──────── KUTIPAN TEKS ────────

Sila Kerakyatan yang dipimpin oleh Hikmat Kebijaksanaan Permusyawaratan Perwakilan

Islam adalah agama yang mengetumakan kemaslahatan umat, dengan demikian menjadi logis bahwa Islam mengutamakan musyawarah dan kerjasama konstruktif untuk mencapai suatu tujuan  yang diharapkan, “ dan bermusyawarahlah dengan mereka dalam urusan itu.” (QS.Ali-Imran[3]:159).  Bebagai pertikaian dan sengketa yang terjadi di Indonesia pada umumnya adalah sebuah cara keluar dari tekanan ekonomi yang menimpa bangsa ini. Islam bukanlah agama yang mengutamakan kepentingan pribadi semata, tetapi lebih jauh menjangkau keadilan bagi banyak pihak. Ketimpangan sosial dan ekonomi bangsa yaitu menciptakan keadlian bagi seluruh rakyat Indonesia.

Sila Keadilan Sosial Bagi Seluruh Rakyat Indonesia

Keadilan sosial berkait dengan pemerataan kesejahteraan bagi seluruh rakyat Indonesia, dalam  islam telah mencanangkan bentuk masyarakat yang berkeadilan. Allah SWT berfirman: “ dan pada harta-harta mereka, ada hak untuk orang miskin yang meminta dan orang miskin yang tidak mendapat bagian.”(QS. Az-Dzariyat[51]:19).

PERKEMBANGAN MASYARAKAT MUSLIM DI INDONESIA
Sejak dahulu bangsa Indonesia terkenal sebagai bangsa yang ramah dan suka bergaul dengan bangsa lain. Oleh karena itu, banyak bangsa lain yang datang ke wilayah Nusantara untuk menjalin hubungan dagang. Ramainya perdagangan di Nusantara yang melibatkan para pedagang dari berbagai negara disebabkan melimpahnya hasil bumi dan letak Indonesia pada jalur pelayaran dan perdagangan dunia. Pada sekitar abad ke-7, Selat Malaka telah dilalui oleh pedagang Islam dari India, Persia, dan Arab dalam pelayarannya menuju negara-negara di Asia Tenggara dan Cina. Melalui hubungan perdagangan tersebut, agama dan kebudayaan Islam masuk ke wilayah Indonesia. Pada abad ke-9, orang-orang Islam mulai bergerak mendirikan perkampungan Islam di Kedah (Malaka), Aceh, dan Palembang.Waktu kedatangan Islam di Indonesia masih ada perbedaan pendapat. Sebagian ahli menyatakan bahwa agama Islam itu masuk ke Indonesia sejak abad ke-7 sampai dengan abad ke-8 Masehi. Pendapat itu didasarkan pada berita dari Cina zaman Dinasti T’ang yang menyebutkan adanya orang-orang Ta Shih (Arab dan Persia) yang mengurungkan niatnya untuk menyerang Ho Ling di bawah pemerintahan Ratu Sima (674).

──────── BAHAN ────────

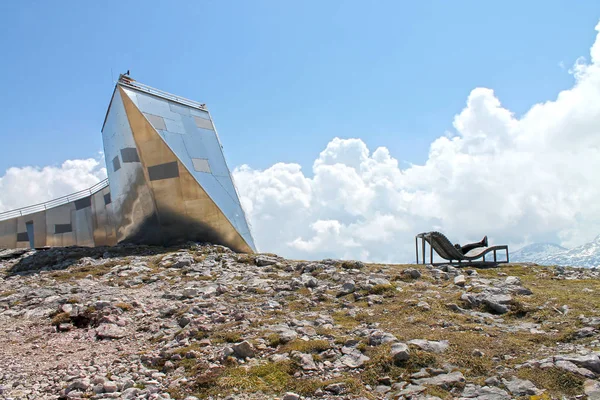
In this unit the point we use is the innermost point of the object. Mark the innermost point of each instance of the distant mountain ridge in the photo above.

────────

#### [TUGAS DIKERJAKAN]
a. Menurut kutipan teks, pada abad ke berapa orang-orang Islam mulai mendirikan perkampungan Islam di Kedah, Aceh, dan Palembang?
b. Terjemahkan kalimat dari kutipan teks ini ke dalam bahasa Inggris: "Sejak dahulu bangsa Indonesia terkenal sebagai bangsa yang ramah dan suka bergaul dengan bangsa lain."
Jawab hanya berdasarkan kutipan teks.

#### [HASIL TIAP TUGAS]
a. Pada abad ke-9.

b. Since long ago, the Indonesian people have been known as a friendly people who like to mix with other nations.